• Given records:
:::
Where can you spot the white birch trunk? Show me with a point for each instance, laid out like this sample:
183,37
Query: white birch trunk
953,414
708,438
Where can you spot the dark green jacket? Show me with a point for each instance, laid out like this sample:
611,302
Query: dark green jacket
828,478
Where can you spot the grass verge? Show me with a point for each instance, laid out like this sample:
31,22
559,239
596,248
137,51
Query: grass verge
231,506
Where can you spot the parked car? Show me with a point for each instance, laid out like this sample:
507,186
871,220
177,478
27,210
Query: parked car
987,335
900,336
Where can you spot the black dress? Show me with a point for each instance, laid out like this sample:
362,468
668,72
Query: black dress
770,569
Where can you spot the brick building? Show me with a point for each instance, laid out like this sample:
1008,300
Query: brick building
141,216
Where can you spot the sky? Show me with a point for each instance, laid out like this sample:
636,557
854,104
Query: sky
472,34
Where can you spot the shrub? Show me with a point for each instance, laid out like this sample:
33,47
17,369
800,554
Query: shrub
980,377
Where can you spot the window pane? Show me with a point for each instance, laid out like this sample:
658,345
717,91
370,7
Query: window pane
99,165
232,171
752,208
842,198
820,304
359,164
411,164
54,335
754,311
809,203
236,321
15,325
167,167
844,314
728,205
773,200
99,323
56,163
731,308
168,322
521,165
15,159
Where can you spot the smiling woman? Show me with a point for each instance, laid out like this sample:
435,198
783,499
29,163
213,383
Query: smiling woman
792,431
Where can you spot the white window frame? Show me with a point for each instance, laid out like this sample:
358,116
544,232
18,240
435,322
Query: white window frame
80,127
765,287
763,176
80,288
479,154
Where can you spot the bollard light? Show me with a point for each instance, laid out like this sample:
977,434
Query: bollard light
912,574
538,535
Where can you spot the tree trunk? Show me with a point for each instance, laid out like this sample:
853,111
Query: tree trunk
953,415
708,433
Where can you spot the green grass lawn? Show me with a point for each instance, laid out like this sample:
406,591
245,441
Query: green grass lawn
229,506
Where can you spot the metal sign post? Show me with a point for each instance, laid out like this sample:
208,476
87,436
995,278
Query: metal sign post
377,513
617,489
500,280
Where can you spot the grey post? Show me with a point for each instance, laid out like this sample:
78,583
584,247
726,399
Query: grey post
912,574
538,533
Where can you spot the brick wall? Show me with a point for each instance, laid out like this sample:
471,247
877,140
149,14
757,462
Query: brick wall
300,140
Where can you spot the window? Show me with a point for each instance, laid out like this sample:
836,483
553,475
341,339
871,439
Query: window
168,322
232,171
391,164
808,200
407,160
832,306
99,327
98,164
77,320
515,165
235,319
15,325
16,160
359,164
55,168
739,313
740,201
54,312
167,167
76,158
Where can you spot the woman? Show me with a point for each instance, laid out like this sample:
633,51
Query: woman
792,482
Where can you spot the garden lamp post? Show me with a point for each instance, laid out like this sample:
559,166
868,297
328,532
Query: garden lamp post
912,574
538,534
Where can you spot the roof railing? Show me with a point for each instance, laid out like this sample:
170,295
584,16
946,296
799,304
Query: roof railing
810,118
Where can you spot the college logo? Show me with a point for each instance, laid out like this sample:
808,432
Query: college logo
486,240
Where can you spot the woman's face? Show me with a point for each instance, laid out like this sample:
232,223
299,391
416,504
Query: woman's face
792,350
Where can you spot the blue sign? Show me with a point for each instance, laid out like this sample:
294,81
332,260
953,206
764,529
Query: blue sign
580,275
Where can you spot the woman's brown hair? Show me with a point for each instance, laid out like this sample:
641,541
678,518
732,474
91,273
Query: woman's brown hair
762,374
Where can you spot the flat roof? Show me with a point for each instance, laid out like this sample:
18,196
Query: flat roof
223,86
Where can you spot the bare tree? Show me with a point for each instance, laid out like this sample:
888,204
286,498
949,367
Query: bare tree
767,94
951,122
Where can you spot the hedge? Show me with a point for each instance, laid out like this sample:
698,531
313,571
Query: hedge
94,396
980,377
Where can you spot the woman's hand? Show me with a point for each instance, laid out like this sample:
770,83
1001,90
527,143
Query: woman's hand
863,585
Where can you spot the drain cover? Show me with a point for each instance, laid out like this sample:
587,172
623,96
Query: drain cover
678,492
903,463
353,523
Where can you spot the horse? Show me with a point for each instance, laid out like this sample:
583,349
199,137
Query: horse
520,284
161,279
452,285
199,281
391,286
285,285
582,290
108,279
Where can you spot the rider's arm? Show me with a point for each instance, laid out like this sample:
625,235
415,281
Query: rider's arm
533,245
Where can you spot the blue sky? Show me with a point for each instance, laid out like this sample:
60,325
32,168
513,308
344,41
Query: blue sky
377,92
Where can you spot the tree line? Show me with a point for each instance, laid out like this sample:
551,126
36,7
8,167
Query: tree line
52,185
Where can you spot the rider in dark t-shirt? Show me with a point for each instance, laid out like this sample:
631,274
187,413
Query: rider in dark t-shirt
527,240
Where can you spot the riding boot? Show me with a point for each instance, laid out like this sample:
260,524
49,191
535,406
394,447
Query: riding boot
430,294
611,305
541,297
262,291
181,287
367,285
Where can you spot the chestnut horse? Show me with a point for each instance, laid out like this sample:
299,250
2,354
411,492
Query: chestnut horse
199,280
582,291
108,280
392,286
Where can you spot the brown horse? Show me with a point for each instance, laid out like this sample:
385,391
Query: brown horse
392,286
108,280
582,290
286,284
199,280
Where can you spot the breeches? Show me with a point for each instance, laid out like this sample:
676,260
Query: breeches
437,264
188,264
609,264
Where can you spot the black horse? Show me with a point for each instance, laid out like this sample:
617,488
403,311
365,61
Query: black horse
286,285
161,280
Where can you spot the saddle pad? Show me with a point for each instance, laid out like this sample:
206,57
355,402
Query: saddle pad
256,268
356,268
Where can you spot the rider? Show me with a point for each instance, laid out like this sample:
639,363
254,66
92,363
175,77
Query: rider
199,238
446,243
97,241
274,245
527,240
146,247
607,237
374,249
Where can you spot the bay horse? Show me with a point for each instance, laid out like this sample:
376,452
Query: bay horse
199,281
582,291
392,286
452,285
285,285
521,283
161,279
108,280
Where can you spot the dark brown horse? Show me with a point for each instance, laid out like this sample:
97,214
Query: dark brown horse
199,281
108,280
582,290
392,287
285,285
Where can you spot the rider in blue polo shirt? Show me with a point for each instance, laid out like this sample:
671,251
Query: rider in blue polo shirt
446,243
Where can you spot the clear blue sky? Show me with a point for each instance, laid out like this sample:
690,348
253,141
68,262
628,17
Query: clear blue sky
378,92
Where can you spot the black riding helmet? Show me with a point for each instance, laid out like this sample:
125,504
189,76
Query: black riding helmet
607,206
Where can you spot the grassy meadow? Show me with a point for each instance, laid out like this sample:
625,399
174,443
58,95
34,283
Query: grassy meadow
:::
• Goal of the exercise: For the records above, state the number of lines that include the string "meadow" and add nothing.

• Response: 2